- [Given task]: Can you reproduce all of the material below line for line, with no changes?

- [Saved data entries]:
[start]

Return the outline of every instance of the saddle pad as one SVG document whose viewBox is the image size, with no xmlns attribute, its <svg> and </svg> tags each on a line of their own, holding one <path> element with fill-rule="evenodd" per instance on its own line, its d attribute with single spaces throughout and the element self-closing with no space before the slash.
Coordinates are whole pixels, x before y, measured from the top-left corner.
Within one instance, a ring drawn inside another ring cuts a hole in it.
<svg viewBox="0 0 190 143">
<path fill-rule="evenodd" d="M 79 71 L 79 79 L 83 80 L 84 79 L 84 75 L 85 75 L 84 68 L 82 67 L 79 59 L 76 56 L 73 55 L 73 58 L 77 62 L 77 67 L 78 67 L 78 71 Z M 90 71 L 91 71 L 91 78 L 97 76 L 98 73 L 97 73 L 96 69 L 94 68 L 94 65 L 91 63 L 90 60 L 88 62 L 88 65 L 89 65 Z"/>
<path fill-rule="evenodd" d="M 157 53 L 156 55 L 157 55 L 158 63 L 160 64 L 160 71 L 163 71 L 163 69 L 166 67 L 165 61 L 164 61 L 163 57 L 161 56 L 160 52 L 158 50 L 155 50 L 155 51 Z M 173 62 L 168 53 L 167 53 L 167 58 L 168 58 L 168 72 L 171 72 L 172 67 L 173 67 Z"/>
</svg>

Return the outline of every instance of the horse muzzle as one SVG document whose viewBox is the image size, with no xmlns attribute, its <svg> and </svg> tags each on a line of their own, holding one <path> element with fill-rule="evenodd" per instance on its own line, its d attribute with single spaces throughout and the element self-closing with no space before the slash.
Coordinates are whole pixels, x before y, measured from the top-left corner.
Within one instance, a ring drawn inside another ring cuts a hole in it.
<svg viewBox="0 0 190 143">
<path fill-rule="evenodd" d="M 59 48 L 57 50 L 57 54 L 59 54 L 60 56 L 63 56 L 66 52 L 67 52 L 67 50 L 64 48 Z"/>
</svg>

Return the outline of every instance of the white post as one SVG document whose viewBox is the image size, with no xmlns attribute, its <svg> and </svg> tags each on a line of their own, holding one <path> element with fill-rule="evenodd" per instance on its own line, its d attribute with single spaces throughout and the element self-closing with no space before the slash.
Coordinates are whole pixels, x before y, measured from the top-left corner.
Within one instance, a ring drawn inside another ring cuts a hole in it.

[end]

- [Written reply]:
Return the outline of every instance of the saddle pad as one SVG document whose viewBox is the image size, with no xmlns attribute, its <svg> and </svg> tags each on a line of their own, holding one <path> element with fill-rule="evenodd" per instance on its own line, its d attribute with single spaces throughout and the element self-closing with no space before the slash.
Coordinates are whole pixels, x before y, measured from the top-left corner.
Within one instance, a ring drawn inside another ring cuts a hole in it.
<svg viewBox="0 0 190 143">
<path fill-rule="evenodd" d="M 79 71 L 79 79 L 83 80 L 84 79 L 84 75 L 85 75 L 84 68 L 82 67 L 79 59 L 76 56 L 73 55 L 73 58 L 77 62 L 77 67 L 78 67 L 78 71 Z M 90 71 L 91 71 L 91 78 L 97 76 L 98 73 L 97 73 L 96 69 L 94 68 L 94 65 L 91 63 L 90 60 L 88 62 L 88 65 L 89 65 Z"/>
<path fill-rule="evenodd" d="M 157 53 L 156 55 L 157 55 L 158 63 L 160 64 L 160 71 L 163 71 L 163 69 L 166 67 L 165 61 L 164 61 L 163 57 L 161 56 L 160 52 L 158 50 L 155 50 L 155 51 Z M 173 62 L 168 53 L 167 53 L 167 58 L 168 58 L 168 72 L 171 72 L 172 67 L 173 67 Z"/>
</svg>

Return the outline of every instance of the horse muzzle as one SVG document whose viewBox is the image size, with no xmlns attribute, its <svg> and </svg> tags each on a line of their own, holding one <path> element with fill-rule="evenodd" per instance on its own line, its d attribute with single spaces throughout and the element self-closing with no space before the slash.
Coordinates are whole pixels, x before y, measured from the top-left corner.
Within one instance, a ring drawn inside another ring cuts a hole in it.
<svg viewBox="0 0 190 143">
<path fill-rule="evenodd" d="M 59 48 L 57 50 L 57 54 L 59 54 L 60 56 L 63 56 L 66 52 L 67 52 L 67 50 L 64 48 Z"/>
</svg>

Return the outline of every instance of the white post as one SVG document whose viewBox is the image size, with no xmlns attribute, its <svg> and </svg> tags each on a line of their own, holding one <path> element with fill-rule="evenodd" per instance on its own line, its d attribute with single spaces throughout and the element self-closing with no space before the slash.
Coordinates are whole pixels, x before y, measured from the top-left corner.
Within one instance, a ring drawn inside another ring cuts a hole in it.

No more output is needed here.